### Reading text
###

After a couple of days of the lockdown, enforced with characteristic brutality by the police, disturbing images and videos of hundreds of people, men, women, and children, some aged and infirm, without sufficient food or water, walking along railroad tracks or recently constructed superhighways began to emerge. The ensuing bad publicity, the only thing Modi seems to care about, caused his regime to backtrack somewhat. Emergency buses were mobilized from neighboring states to transport those displaced by the lockdown to their homes. However, as videos and accounts in the mainstream foreign newspapers like the New York Times confirm, this action also was implemented with the inefficiency and callousness with which the state treats its underprivileged and marginalized with the result that only a relative few could board the buses in a chaos that likely increased the chances of viral transmission at the bus stations several fold.

Now the state has changed tack again and police checkpoints have been created at all state border crossings to stop migrants from returning to their ancestral villages. Reportedly, this blockade is being enforced with the brutality the police is well known for as is easily confirmed by the plethora of U-tube videos available in the internet age. Advisories (another word much beloved of the Indian bureaucracy, a word that can cover a multitude of sins of omission) have been issued by the Ministry of Home Affairs to states and union territories to provide shelter and food to migrants to prevent them from dispersing, ostensibly to reduce the risk of spreading the virus. Could this not have been planned before the lockdown was proclaimed? Did it need some special esoteric knowledge to apprehend that the homeless and those in crowded slums could not practice social distancing and had nowhere to go?

###

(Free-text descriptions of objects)

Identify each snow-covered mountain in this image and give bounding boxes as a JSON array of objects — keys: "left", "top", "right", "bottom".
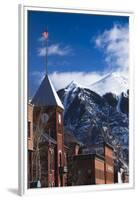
[
  {"left": 88, "top": 72, "right": 129, "bottom": 95},
  {"left": 58, "top": 79, "right": 129, "bottom": 170}
]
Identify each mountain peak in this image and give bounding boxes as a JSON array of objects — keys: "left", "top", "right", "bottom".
[{"left": 88, "top": 72, "right": 128, "bottom": 95}]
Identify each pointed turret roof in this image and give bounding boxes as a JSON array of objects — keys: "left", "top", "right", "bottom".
[{"left": 31, "top": 74, "right": 64, "bottom": 109}]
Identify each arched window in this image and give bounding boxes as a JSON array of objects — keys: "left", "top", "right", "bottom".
[{"left": 59, "top": 151, "right": 62, "bottom": 167}]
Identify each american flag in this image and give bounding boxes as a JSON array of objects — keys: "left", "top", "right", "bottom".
[{"left": 42, "top": 31, "right": 48, "bottom": 39}]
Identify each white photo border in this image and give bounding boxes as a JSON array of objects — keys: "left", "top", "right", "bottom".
[{"left": 18, "top": 5, "right": 135, "bottom": 195}]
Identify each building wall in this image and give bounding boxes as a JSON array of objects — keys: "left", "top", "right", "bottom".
[
  {"left": 27, "top": 104, "right": 33, "bottom": 188},
  {"left": 94, "top": 157, "right": 105, "bottom": 184},
  {"left": 72, "top": 158, "right": 94, "bottom": 185},
  {"left": 104, "top": 145, "right": 114, "bottom": 184},
  {"left": 27, "top": 104, "right": 33, "bottom": 150},
  {"left": 34, "top": 106, "right": 65, "bottom": 186}
]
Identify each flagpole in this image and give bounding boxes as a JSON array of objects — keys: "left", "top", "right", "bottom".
[{"left": 46, "top": 33, "right": 48, "bottom": 75}]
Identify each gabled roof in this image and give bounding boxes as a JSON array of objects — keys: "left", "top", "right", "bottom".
[
  {"left": 41, "top": 133, "right": 57, "bottom": 144},
  {"left": 31, "top": 75, "right": 64, "bottom": 109}
]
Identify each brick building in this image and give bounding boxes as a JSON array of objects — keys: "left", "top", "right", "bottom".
[
  {"left": 28, "top": 75, "right": 66, "bottom": 187},
  {"left": 104, "top": 143, "right": 114, "bottom": 184},
  {"left": 28, "top": 75, "right": 118, "bottom": 188},
  {"left": 72, "top": 154, "right": 105, "bottom": 185}
]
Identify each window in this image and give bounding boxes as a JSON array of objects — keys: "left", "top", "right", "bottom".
[
  {"left": 50, "top": 149, "right": 55, "bottom": 173},
  {"left": 58, "top": 113, "right": 61, "bottom": 124},
  {"left": 28, "top": 122, "right": 31, "bottom": 138},
  {"left": 59, "top": 152, "right": 62, "bottom": 167}
]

###

### Directions
Please continue the passage on the lockdown and India's migrant workers, picking up right after its final sentence.

### Task result
The utterly callous if not downright criminal neglect of its most vulnerable citizens shows the Indian state at its worst. Naturally, this fact will not be admitted by the legions of Modi-bhakts or the middle- class apologists ready to proclaim each of his actions as a stroke of genius. But what is happening on the ground is there for all to see in an era where suppression of visual imagery on cell phones is virtually impossible. Social distancing (another unfortunate word in a country with three thousand years of history of caste discrimination) is needed as a strategy to reduce the risk of viral spread when there is no vaccine available. But like every other public health measure, its implementation needs to take full account of its feasibility for various population cohorts given local conditions. On this criterion, the Modi regime has suffered a signal failure, the cost of which will be borne by those with nothing to give except their life.

The noted journalist P. Sainath quotes Dr. Sundararaman, a former executive director of the National Health Systems Resources Centre, as asserting “there is a desperate need to identify and act on the reverse migrations problem and the loss of livelihoods. Failing that, deaths from diseases that have long tormented mostly poor Indians could outstrip those brought about by the corona virus. Particularly if reverse migration grows – with migrant workers in the cities gripped by hunger, failing to receive even their meagre wages.” Sainath comments that the package offered by the government to fight the coronavirus crisis, including the Rupees 1.7 lakh crore announced by the Finance Minister that turns out to be mostly a repackaging of old or existing schemes “is a curious blend of callousness and cluelessness. It’s not just one virus we’re fighting – pandemics are also a ‘package.’  Of which economic distress can be a self-inflicted or self-aggravated part – driving us from calamity to catastrophe.”